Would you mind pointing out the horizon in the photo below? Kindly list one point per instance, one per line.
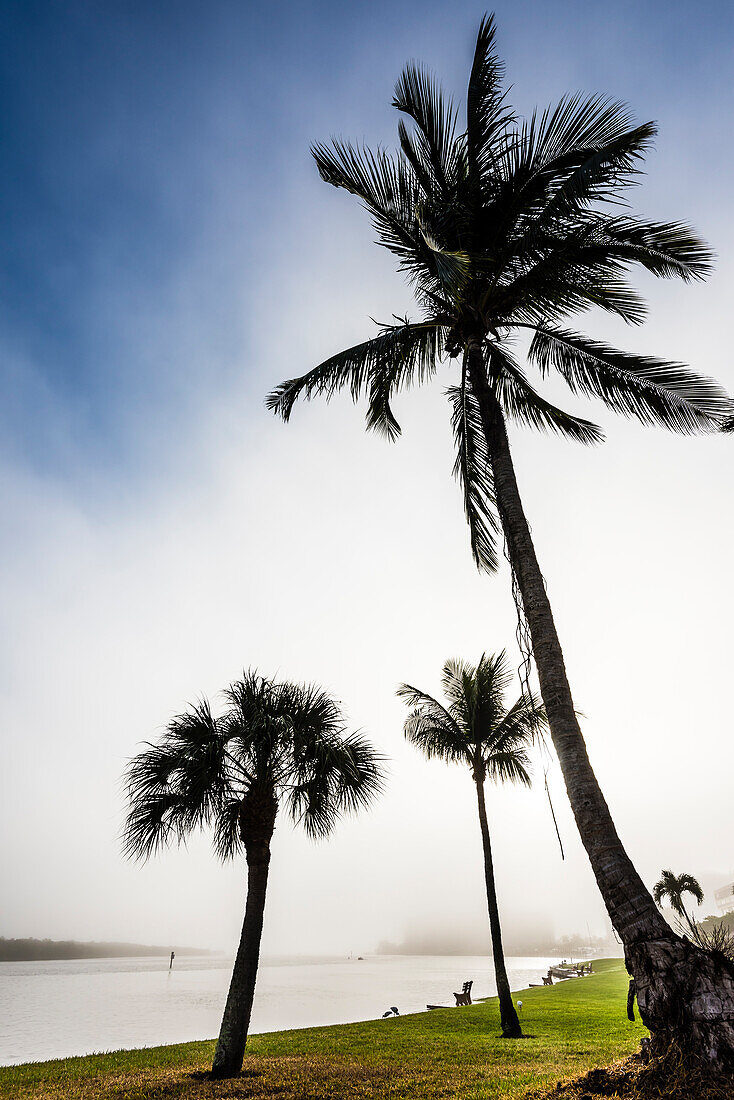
(172, 256)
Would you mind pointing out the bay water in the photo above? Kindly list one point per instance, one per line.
(57, 1009)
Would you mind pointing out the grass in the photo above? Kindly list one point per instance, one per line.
(441, 1054)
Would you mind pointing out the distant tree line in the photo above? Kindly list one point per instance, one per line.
(29, 949)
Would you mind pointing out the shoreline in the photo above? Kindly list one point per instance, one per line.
(601, 967)
(84, 1009)
(569, 1027)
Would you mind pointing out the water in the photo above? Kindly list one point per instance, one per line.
(56, 1009)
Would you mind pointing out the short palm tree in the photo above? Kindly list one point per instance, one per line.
(674, 887)
(477, 730)
(275, 744)
(508, 228)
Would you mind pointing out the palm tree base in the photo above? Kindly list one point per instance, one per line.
(686, 998)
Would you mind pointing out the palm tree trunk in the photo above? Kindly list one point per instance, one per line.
(680, 990)
(236, 1021)
(256, 825)
(511, 1027)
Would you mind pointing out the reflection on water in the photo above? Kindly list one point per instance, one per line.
(52, 1010)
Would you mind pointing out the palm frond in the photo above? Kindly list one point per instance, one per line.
(472, 470)
(508, 766)
(227, 839)
(419, 97)
(430, 727)
(488, 113)
(333, 776)
(401, 355)
(176, 785)
(474, 728)
(652, 389)
(667, 249)
(524, 405)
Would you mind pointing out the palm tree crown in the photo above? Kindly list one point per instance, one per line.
(505, 226)
(277, 741)
(674, 887)
(475, 728)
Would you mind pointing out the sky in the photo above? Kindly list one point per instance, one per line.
(170, 255)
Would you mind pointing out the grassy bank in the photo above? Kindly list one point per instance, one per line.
(446, 1053)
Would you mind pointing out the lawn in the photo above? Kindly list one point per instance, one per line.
(446, 1053)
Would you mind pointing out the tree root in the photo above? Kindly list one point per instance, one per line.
(676, 1075)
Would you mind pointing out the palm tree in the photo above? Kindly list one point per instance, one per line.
(275, 744)
(503, 228)
(674, 887)
(477, 730)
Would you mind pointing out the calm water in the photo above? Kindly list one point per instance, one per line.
(52, 1010)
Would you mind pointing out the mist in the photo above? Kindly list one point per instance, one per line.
(163, 531)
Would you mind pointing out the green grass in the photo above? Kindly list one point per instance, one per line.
(441, 1054)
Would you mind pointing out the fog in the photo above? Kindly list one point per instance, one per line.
(205, 537)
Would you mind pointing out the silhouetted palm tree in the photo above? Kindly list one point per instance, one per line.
(475, 729)
(674, 887)
(275, 744)
(506, 228)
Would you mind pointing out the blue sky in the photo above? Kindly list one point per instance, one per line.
(170, 254)
(156, 169)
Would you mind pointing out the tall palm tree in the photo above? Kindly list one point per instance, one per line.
(477, 730)
(674, 887)
(504, 228)
(275, 744)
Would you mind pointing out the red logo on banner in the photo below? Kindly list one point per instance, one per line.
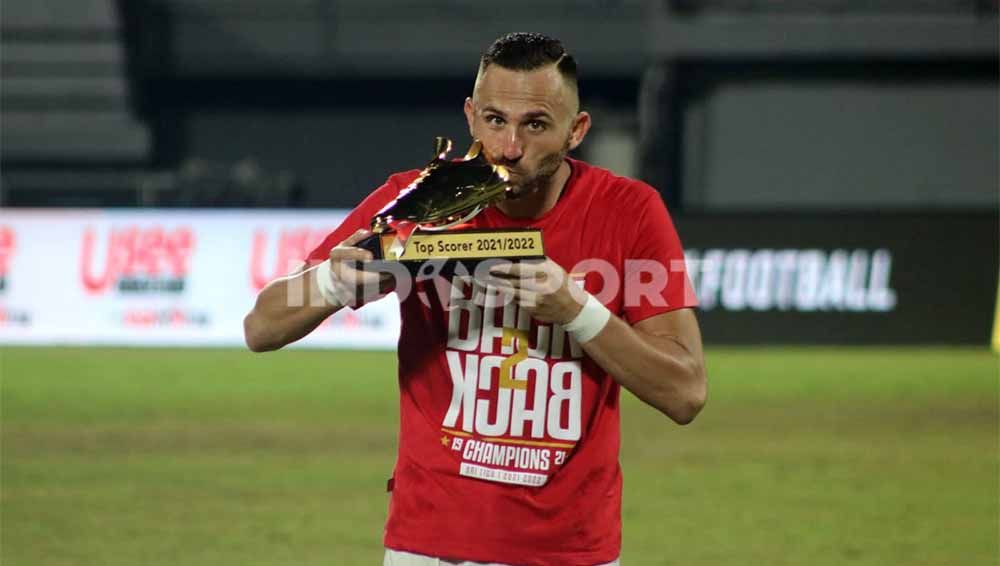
(290, 249)
(136, 260)
(8, 245)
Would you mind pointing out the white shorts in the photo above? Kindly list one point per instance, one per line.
(403, 558)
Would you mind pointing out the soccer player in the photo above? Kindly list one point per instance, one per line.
(518, 464)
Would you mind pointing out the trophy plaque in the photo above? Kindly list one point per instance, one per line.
(424, 223)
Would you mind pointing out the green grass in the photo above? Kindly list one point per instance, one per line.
(218, 457)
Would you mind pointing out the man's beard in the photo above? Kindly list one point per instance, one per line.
(547, 169)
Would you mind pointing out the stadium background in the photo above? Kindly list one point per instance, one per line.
(832, 165)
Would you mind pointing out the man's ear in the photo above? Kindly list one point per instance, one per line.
(470, 115)
(581, 125)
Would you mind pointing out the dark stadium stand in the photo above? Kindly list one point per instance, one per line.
(66, 102)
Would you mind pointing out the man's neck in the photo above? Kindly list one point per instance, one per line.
(538, 203)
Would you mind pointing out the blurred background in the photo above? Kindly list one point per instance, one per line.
(831, 165)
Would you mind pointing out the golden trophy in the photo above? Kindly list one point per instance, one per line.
(424, 223)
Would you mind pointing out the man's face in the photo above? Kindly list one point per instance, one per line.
(527, 120)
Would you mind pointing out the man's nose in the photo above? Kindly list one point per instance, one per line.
(513, 148)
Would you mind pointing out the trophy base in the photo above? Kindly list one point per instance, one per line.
(447, 251)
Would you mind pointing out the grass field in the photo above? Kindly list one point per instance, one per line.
(218, 457)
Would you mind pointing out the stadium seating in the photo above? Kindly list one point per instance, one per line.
(66, 99)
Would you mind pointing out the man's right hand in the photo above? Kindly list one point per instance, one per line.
(348, 285)
(291, 307)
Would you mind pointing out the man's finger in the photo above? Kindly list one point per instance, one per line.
(356, 237)
(349, 254)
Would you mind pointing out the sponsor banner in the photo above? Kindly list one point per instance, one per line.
(851, 278)
(188, 277)
(179, 277)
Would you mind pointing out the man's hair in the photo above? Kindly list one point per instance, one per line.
(522, 51)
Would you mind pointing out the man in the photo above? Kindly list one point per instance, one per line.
(521, 467)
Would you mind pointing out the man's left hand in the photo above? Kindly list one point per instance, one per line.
(543, 288)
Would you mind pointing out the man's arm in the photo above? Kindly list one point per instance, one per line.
(659, 359)
(291, 307)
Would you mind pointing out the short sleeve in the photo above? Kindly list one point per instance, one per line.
(656, 279)
(362, 215)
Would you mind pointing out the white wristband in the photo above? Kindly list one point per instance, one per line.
(327, 286)
(590, 321)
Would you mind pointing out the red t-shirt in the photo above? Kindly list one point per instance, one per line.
(523, 471)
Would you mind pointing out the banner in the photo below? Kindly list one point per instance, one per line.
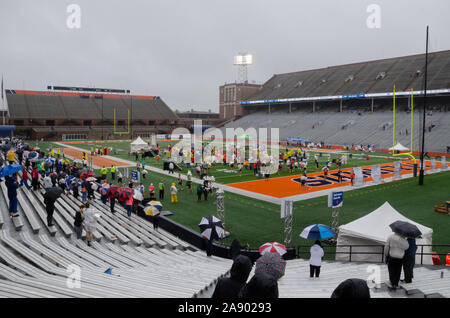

^^^^^^^^^^^^^^^^

» What you have to do
Output the lines above verbatim, images excluded.

» Answer section
Would you mind pointing out the horizon in the photo below? Kindly list one point per instance, one per line.
(172, 256)
Would you mind pointing out the bay water in the photo above? Kindly list one point per instance, one per line.
(57, 1009)
Would you mind pointing out the grass in the photo above? Kindly list one point per instance, one per line.
(441, 1054)
Would you mind pointing out the distant tree line in the photo above? Kindly list one point per instance, one per line.
(29, 949)
Would you mind pointing out the shoreline in the photo above? Kindly list one point per instance, one per line.
(601, 967)
(84, 1009)
(569, 1027)
Would you mind pointing out the water in the photo above? Kindly list one point per instance, one per line.
(56, 1009)
Would you mind pointing out the short palm tree in the photo above? Kindly list one point per instance, one per line.
(674, 887)
(477, 730)
(275, 744)
(508, 228)
Would you mind pointing out the palm tree base in the photo above? Kindly list one point per instance, one per line.
(686, 998)
Would you mind pointing out the palm tree trunk in the photo above? Kindly list one point per instance, one per line.
(680, 990)
(236, 1021)
(256, 825)
(511, 1027)
Would you mind pointing out the reflection on water in the photo above? Kindly list one point per instance, one per line.
(52, 1010)
Would you mind pointing out the palm frond in the photo above? Kindly list one point per instance, one per line.
(472, 470)
(508, 766)
(227, 839)
(419, 97)
(430, 727)
(488, 113)
(333, 776)
(401, 355)
(176, 785)
(474, 728)
(652, 389)
(667, 249)
(524, 405)
Would you mind pointing out the palm tree crown in the photo above? Kindly list one point per instance, one per line.
(505, 226)
(277, 741)
(674, 887)
(475, 728)
Would you mind pointing out the sky in the photo above? Kindly list one point per instance, one per line.
(170, 255)
Would you mind pointing out the grassy bank in the photo above? Kindly list one point per instance, one per line.
(446, 1053)
Would you mind pointing out the lawn in the photo above? Kindly list one point per instance, one per line.
(446, 1053)
Would you mind pointing out the tree root in the photo above? Kindly list one point per instance, one per line.
(676, 1075)
Would you mind pointing out the palm tree in the photo above? Kindly list one point per instance, one per line.
(275, 744)
(503, 228)
(674, 887)
(477, 730)
Would you mind pointing out the calm water in the photo above? Kindly list one point per instance, one per line.
(52, 1010)
Would you mind pointing out the mist in the photo above? Kindly list one point per instance, one per line.
(163, 531)
Would you mind pointing out the green grass in the photo above? Kindly list one point per instance, one per line.
(441, 1054)
Would you mind pointing out the fog in the photo above? Kindly list one point per instance, one per line.
(205, 537)
Would you mind pointing out the silhouetted palm tree in the photo above? Kindly list one point per instance, one per line.
(475, 729)
(674, 887)
(275, 744)
(506, 228)
Would you mind pointing out the blue sky in the photo above? Kindly list one point per instance, one per line.
(170, 254)
(156, 169)
Would you mind pointing out the tall palm tree in the photo above? Kindly list one point per instance, one per line.
(477, 730)
(674, 887)
(504, 228)
(275, 744)
Would you mind pointing out the red logo on banner in the photo below? Kindly list one point per instance, one per line.
(290, 249)
(136, 260)
(8, 245)
Would you mind pointing out the white shorts in the photo above? Kindly list one point per instance, one per line.
(403, 558)
Would you mind pointing out the soccer player in the photo above? Kindly list one point per instance, one per line.
(518, 464)
Would you mind pointing out the trophy plaque in the photo above? Kindly list one point per instance, one per line.
(424, 223)
Would you mind pointing out the green grass in the photo above? Kindly list one point per instance, one per line.
(218, 457)
Would you mind pointing out the man's beard in the photo above? Kindly list one point per instance, one per line.
(547, 169)
Would you mind pointing out the stadium background in the photo above? Kindly list one point per instance, one per line.
(832, 165)
Would you mind pointing out the man's ear in the photo above? Kindly list one point per instance, one per line.
(470, 115)
(581, 125)
Would you mind pointing out the dark stadium stand in the photo above? Kindly list one point per instance, one per line.
(66, 102)
Would you mind pointing out the man's neck in the photo above? Kindly list one point per instance, one per line.
(538, 203)
Would you mind pointing out the blurred background in the photo above? Kindly list one point per instance, one per line.
(831, 165)
Would you mind pointing out the golden trophy in the photo above? Kindly list one point per instance, one per line.
(424, 223)
Would you mind pointing out the man's face in the photo above? Kindly list one point per instance, one per line.
(527, 120)
Would you mind pointing out the man's nose in the photo above? Kindly list one point per instance, one per line.
(513, 148)
Would you mind pointing out the trophy base in the photo above? Kindly list one point per instance, one per line.
(447, 251)
Would you mind pointing out the grass field in the photo above? Kindly list one point per instance, one per line.
(218, 457)
Would you mind pointing out the stadium seating in the photo above? Kindly list one point per instance, one per line.
(66, 99)
Would you mind pointing out the man's right hand in the photo above? Kindly list one point per instance, one per line.
(348, 285)
(291, 307)
Would you mind pointing out the man's finger in the photo above? Kindly list one point per instance, one per line.
(356, 237)
(349, 254)
Would you mind pointing out the sponsor banner in the photo above? Kindly list one point per instance, one per line.
(851, 278)
(188, 277)
(179, 277)
Would you mind pointing out the man's hair in the photo above? Kindly list one point per instance, one per line.
(522, 51)
Would you mind pointing out the man in the photo above? Kindly list one point per instance, one per line.
(521, 467)
Would you mind pointing out the man's left hand in the photo above? Kindly list one point per instance, one per line.
(543, 288)
Would you mind pointing out the man's arm in the photo above? Kindly list one point per instance, one per line.
(659, 359)
(291, 307)
Would you mind pointing out the short sleeve in the photo above? Kindly list one point per instance, one per line.
(656, 279)
(362, 215)
Would you mind pointing out the white wristband in the photo above? Kindly list one point per instance, one per line.
(327, 286)
(590, 321)
Would you mind pointing out the red t-shirt in the photo above? Kindly list one point per instance, one per line.
(523, 471)
Would you mind pointing out the banner in the photo below? Kindly list one point per instance, one per line.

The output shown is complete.